◆ **PROVIDED RECORDS**
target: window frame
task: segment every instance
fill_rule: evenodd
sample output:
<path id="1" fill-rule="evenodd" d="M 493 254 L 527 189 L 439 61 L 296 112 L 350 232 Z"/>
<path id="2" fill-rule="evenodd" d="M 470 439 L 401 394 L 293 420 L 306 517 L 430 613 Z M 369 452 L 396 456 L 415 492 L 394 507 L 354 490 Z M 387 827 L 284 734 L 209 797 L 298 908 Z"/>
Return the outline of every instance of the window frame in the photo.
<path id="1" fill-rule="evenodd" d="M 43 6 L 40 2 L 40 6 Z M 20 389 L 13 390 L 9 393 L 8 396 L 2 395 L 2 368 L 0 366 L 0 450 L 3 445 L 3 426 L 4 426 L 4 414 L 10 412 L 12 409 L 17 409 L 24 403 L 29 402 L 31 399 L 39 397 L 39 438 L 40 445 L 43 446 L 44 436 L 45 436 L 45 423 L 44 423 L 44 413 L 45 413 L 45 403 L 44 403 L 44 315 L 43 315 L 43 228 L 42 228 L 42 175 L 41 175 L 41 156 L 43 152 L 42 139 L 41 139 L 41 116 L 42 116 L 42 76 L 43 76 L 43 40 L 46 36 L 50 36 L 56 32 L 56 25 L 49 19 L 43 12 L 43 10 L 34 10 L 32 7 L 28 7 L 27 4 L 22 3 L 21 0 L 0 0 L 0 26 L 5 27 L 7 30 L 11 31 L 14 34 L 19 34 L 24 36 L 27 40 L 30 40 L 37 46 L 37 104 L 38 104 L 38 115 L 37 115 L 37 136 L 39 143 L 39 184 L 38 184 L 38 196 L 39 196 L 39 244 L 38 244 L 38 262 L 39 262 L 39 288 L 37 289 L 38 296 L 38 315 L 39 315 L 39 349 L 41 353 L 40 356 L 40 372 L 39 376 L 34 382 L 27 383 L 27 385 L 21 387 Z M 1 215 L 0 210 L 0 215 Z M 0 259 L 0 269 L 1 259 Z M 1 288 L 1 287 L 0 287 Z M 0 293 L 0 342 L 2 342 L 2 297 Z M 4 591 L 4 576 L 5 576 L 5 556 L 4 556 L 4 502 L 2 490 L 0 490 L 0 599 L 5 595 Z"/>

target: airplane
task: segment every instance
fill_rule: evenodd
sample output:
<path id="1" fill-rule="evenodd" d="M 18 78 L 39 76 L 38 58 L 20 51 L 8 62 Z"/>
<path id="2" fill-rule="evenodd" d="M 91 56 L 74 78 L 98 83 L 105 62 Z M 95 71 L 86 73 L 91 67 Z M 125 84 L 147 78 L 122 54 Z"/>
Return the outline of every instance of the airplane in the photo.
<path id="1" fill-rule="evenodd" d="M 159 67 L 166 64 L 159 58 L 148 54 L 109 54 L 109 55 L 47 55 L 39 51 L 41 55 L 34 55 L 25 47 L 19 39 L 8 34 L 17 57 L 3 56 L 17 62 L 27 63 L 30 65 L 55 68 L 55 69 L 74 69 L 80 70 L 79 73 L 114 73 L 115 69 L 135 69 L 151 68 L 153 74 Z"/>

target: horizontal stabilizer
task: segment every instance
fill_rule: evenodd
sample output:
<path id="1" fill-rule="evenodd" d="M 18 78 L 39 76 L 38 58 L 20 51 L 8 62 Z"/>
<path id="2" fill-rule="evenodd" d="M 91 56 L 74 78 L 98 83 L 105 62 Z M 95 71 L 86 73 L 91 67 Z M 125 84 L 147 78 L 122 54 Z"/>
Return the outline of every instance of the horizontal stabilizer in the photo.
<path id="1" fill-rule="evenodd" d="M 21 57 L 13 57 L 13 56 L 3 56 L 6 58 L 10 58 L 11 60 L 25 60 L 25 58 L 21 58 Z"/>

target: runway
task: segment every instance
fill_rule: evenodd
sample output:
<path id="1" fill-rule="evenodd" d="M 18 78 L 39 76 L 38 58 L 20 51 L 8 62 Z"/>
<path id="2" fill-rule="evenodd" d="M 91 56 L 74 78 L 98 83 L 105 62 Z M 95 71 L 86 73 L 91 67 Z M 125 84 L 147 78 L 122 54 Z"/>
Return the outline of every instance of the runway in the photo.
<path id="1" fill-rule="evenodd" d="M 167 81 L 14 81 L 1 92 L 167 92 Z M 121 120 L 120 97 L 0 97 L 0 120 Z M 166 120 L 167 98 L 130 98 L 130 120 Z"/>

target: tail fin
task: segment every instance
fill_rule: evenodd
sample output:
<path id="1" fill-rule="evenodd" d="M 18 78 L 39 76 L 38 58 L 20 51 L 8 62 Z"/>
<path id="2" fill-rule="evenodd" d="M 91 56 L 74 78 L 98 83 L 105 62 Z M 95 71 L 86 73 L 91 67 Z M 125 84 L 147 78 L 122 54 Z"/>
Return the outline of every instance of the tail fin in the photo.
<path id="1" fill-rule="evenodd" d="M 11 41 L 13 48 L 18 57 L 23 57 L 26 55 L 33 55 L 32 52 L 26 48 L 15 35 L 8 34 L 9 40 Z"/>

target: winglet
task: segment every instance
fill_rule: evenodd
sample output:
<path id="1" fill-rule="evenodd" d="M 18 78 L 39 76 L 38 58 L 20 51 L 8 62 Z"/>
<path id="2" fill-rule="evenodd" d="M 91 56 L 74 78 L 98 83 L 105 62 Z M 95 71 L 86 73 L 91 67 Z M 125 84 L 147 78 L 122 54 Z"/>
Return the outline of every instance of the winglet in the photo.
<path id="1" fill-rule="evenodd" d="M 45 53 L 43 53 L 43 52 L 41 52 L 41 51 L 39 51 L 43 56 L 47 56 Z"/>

◆ **TASK INSTRUCTIONS**
In the entries above, how many lines contain the word "horizontal" with its case matching exactly? Reply with the number alone.

◆ **SOLUTION TO THIS TASK**
2